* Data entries
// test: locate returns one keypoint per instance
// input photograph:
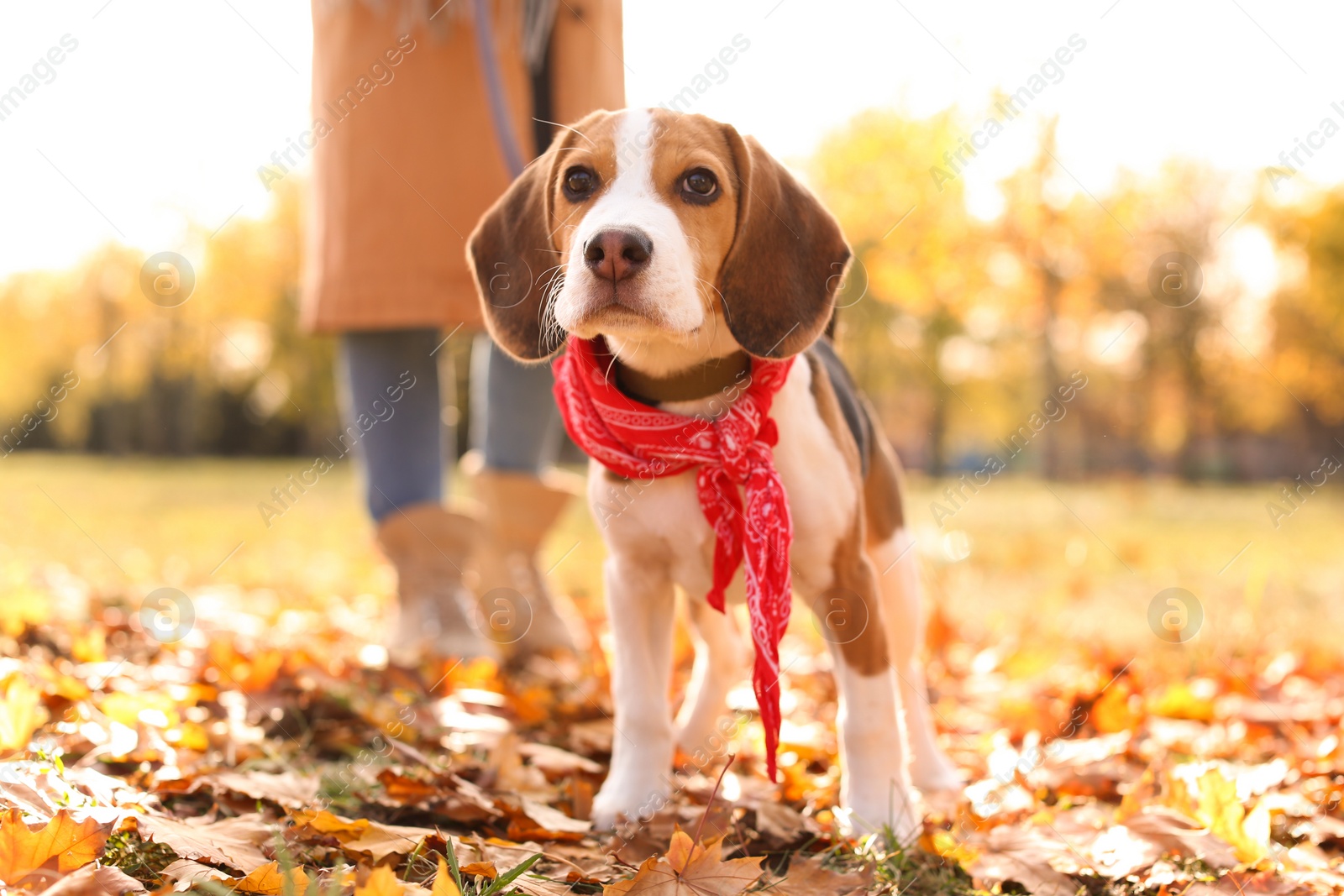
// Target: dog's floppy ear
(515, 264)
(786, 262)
...
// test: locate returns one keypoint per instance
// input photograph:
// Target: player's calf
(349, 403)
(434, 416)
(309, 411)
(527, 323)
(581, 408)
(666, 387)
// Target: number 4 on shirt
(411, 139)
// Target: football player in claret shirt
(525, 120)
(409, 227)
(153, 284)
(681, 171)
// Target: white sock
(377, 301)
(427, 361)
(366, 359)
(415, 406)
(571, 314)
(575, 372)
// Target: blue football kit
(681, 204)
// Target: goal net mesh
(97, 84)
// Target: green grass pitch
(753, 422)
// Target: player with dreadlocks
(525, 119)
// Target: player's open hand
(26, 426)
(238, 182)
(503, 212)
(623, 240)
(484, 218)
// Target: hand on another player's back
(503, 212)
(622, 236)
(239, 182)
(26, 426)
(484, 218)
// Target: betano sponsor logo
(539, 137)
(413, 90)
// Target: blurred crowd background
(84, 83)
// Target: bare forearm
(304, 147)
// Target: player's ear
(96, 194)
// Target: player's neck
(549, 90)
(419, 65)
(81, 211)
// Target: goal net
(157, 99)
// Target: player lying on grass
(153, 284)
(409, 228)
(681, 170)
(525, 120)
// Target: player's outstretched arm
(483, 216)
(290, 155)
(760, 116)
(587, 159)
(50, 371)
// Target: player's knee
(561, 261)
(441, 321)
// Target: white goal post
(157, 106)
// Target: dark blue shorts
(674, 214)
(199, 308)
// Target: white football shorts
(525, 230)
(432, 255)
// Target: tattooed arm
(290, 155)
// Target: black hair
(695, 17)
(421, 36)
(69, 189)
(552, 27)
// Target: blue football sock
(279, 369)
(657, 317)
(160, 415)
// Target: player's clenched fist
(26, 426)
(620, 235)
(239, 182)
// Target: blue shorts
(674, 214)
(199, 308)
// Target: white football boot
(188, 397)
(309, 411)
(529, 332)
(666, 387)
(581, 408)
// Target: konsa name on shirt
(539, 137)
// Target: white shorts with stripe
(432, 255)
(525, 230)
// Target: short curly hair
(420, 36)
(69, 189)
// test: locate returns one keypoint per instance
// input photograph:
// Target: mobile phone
...
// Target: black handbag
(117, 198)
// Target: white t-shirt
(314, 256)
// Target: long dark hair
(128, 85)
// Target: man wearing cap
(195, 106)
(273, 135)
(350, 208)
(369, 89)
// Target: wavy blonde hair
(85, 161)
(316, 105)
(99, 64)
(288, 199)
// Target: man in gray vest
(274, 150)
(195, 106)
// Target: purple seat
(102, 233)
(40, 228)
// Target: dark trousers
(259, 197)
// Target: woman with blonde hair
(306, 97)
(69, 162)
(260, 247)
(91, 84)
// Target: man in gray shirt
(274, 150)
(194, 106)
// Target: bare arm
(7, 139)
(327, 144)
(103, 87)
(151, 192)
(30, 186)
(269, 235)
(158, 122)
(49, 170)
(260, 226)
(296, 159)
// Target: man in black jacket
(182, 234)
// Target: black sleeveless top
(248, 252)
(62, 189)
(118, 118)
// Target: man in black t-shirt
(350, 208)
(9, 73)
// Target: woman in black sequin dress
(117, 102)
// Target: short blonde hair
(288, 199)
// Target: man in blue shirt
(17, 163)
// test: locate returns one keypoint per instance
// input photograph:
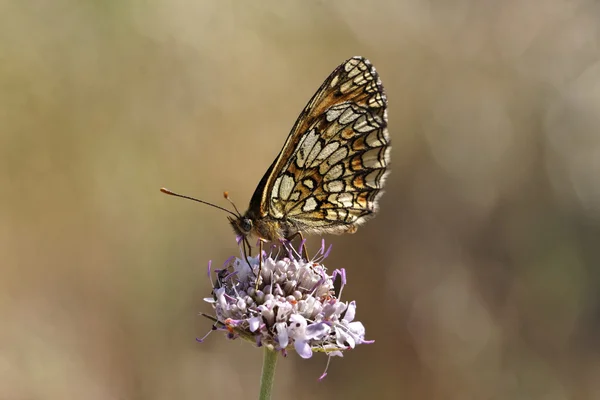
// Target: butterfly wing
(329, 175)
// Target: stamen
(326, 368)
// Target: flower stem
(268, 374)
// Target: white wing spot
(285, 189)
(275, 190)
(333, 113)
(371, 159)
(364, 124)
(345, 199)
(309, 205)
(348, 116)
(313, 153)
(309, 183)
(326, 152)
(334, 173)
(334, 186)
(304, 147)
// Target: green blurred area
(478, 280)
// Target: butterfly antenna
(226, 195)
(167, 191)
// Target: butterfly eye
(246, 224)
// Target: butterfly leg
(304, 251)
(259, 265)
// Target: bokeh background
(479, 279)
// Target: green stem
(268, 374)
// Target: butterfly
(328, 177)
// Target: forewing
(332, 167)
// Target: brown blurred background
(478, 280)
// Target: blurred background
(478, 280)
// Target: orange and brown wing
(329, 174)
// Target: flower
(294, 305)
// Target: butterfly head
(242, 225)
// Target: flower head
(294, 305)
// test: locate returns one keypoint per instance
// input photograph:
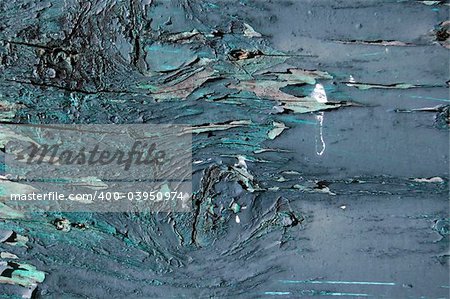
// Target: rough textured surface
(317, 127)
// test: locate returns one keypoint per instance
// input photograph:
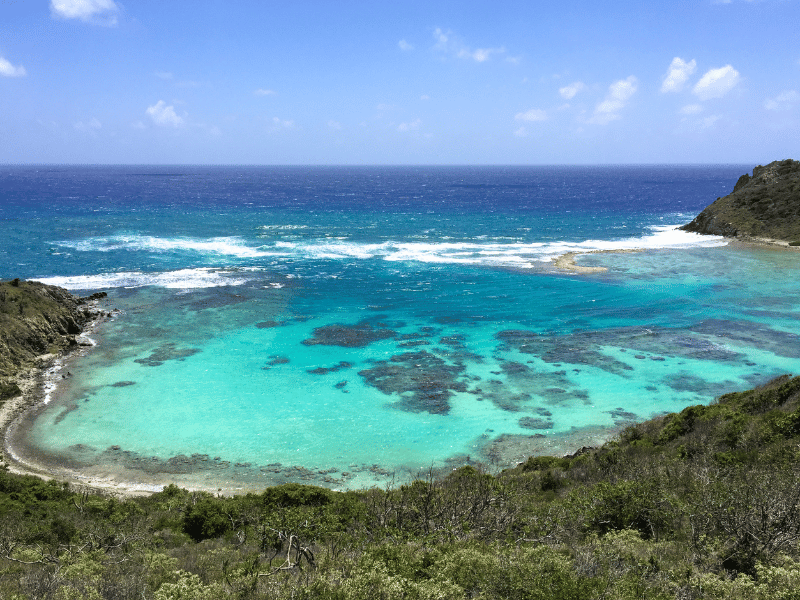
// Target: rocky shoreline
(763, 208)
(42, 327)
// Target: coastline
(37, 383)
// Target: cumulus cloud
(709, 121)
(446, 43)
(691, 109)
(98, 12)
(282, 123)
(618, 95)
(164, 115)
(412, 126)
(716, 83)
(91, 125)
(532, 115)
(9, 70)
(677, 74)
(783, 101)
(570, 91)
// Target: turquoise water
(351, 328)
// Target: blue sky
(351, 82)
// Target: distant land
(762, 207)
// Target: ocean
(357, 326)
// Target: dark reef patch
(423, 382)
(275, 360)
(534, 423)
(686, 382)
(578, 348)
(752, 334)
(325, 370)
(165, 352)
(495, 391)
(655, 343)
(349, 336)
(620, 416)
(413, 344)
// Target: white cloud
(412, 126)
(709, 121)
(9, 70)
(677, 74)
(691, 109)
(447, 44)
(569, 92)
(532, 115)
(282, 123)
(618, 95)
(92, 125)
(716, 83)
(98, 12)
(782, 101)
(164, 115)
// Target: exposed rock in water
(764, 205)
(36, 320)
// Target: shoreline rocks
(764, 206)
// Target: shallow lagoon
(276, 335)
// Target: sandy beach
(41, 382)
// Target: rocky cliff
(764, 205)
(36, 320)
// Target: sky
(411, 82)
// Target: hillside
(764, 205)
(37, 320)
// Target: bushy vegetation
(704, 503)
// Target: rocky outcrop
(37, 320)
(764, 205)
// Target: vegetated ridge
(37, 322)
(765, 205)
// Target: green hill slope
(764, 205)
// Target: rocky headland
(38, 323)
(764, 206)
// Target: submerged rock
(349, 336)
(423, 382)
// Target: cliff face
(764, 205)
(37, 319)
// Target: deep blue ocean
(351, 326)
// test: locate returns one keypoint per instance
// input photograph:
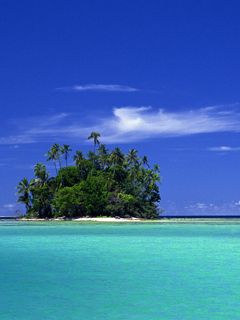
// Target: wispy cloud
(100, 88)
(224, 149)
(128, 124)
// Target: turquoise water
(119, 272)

* Problem details
Reproduce the entries above exactly, but only the lines between the line holding "Target: tattooed arm" and the line holding "Target: mobile phone", inclusive.

* Written solution
// Target: tattooed arm
(290, 155)
// Target: black hair
(695, 17)
(421, 36)
(69, 189)
(552, 27)
// Target: blue football sock
(279, 369)
(657, 317)
(160, 415)
// Target: player's clenched fist
(26, 426)
(620, 235)
(239, 182)
// Target: blue shorts
(674, 214)
(199, 308)
// Target: white football boot
(188, 397)
(309, 411)
(529, 332)
(666, 387)
(581, 408)
// Target: konsa name on shirt
(539, 137)
// Target: white shorts with stripe
(432, 255)
(525, 230)
// Target: short curly hair
(420, 36)
(69, 189)
// test: locate returns one keypoint per instance
// input photograph:
// Target: mobile phone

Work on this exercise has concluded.